— Begin DATA SECTION —
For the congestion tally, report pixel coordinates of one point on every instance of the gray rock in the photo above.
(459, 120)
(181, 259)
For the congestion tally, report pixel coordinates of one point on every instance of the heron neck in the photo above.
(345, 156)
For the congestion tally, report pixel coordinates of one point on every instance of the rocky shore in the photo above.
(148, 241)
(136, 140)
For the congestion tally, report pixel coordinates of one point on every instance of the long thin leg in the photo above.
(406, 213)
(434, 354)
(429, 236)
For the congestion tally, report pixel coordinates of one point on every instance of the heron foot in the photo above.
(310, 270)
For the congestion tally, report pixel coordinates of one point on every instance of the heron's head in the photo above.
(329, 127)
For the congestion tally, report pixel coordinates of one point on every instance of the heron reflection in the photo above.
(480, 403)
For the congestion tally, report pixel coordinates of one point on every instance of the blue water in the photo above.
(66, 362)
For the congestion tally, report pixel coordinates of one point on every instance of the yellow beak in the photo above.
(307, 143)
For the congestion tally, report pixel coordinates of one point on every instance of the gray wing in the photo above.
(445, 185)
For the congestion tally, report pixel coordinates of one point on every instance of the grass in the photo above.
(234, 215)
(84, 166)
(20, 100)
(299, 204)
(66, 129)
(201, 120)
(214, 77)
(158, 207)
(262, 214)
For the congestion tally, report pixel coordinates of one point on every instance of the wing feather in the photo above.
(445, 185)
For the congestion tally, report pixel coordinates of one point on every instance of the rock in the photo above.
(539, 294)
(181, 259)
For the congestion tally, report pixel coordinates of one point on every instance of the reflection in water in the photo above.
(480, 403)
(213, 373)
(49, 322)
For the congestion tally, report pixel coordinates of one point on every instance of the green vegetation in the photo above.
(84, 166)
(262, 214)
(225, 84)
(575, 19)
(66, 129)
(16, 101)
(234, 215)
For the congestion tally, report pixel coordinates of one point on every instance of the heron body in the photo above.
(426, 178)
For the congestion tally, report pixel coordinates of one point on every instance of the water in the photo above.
— End DATA SECTION —
WORK TO DO ▸ From the line containing "leg in the photo above." down to the final line of the data, write out every line exactly; both the first and last of these belong in your answer, and nothing else does.

TASK RESULT ▸
For the congestion tally, report pixel coordinates of one point on every instance of the long thin leg in the photo above.
(406, 213)
(434, 354)
(429, 236)
For the congestion tally, report pixel coordinates of one point on every instance of the heron foot in the photo above.
(310, 270)
For the congestion tally, report pixel coordinates of one point on every instance of the heron's head in the photo above.
(329, 127)
For the congestion tally, report pixel coordinates of one point on every instance of the heron reflection in the photo above.
(480, 403)
For the congestion tally, report pixel coordinates of one point on every instance of the blue water in the photo above.
(66, 362)
For the congestion tally, report pixel coordinates of one point on every instance of the yellow beak in the photo above.
(307, 143)
For the congestion tally, report pixel coordinates of one point on every instance of the gray wing in the photo above.
(445, 185)
For the congestion tally, report pixel coordinates of one point on every instance of the grass in the photo above.
(234, 215)
(84, 166)
(20, 100)
(299, 204)
(66, 129)
(201, 120)
(214, 77)
(158, 207)
(262, 214)
For the congestion tally, report pixel coordinates of one point on every instance of the wing feather in the photo above.
(445, 185)
For the congestion tally, report pixel coordinates of one point on every instance of the rock in the photo above.
(539, 294)
(181, 259)
For the congestion tally, report pixel coordinates of one point on every instance of the reflection in water in the photo above.
(480, 403)
(213, 373)
(49, 322)
For the congestion tally, report pixel coordinates of one point on every instance of the green vegetation in the photo above.
(84, 166)
(262, 214)
(225, 84)
(575, 19)
(66, 129)
(16, 101)
(234, 215)
For the congestion tally, report pixel coordinates of one point on every instance of the heron body in the photo above.
(426, 178)
For the congestion tally, report pixel coordinates of one point on every instance of the water in the photo above.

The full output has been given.